Excerpts from segmentation records ::
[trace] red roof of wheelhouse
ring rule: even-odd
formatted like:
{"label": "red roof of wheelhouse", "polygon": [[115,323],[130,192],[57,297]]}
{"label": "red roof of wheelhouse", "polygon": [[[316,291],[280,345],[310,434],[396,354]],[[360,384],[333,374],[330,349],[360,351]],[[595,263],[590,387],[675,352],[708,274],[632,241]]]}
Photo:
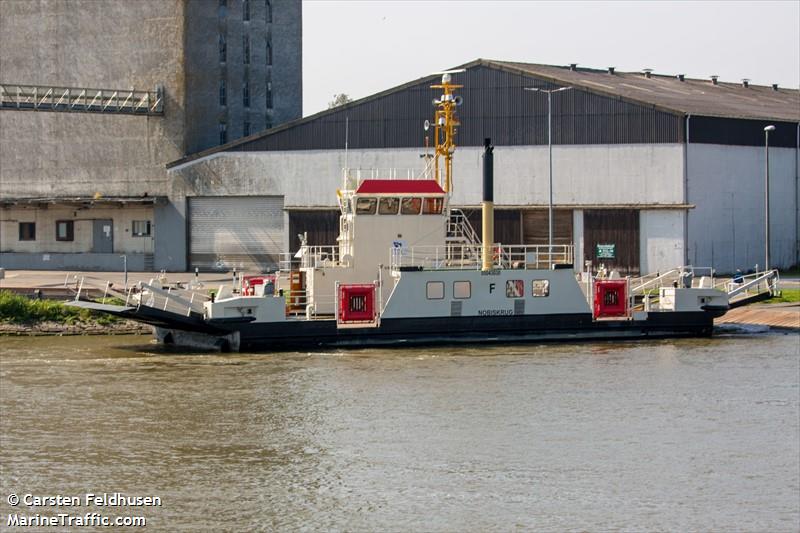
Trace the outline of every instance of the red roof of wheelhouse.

Problem requirements ::
Render all the lines above as a numbered list, omitting any blank lines and leaving the picture out.

Answer to the exercise ::
1. [trace] red roof of wheelhouse
2. ring rule: even-odd
3. formatted like:
4. {"label": "red roof of wheelhouse", "polygon": [[115,323],[130,192],[57,297]]}
5. {"label": "red roof of wheelhouse", "polygon": [[[316,291],[280,345],[310,434],[396,354]],[[360,384],[333,374],[330,349],[360,351]],[[595,263],[590,387],[675,352],[708,274],[632,241]]]}
6. Photo:
7. Trace the outline of every instance of the red roof of wheelhouse.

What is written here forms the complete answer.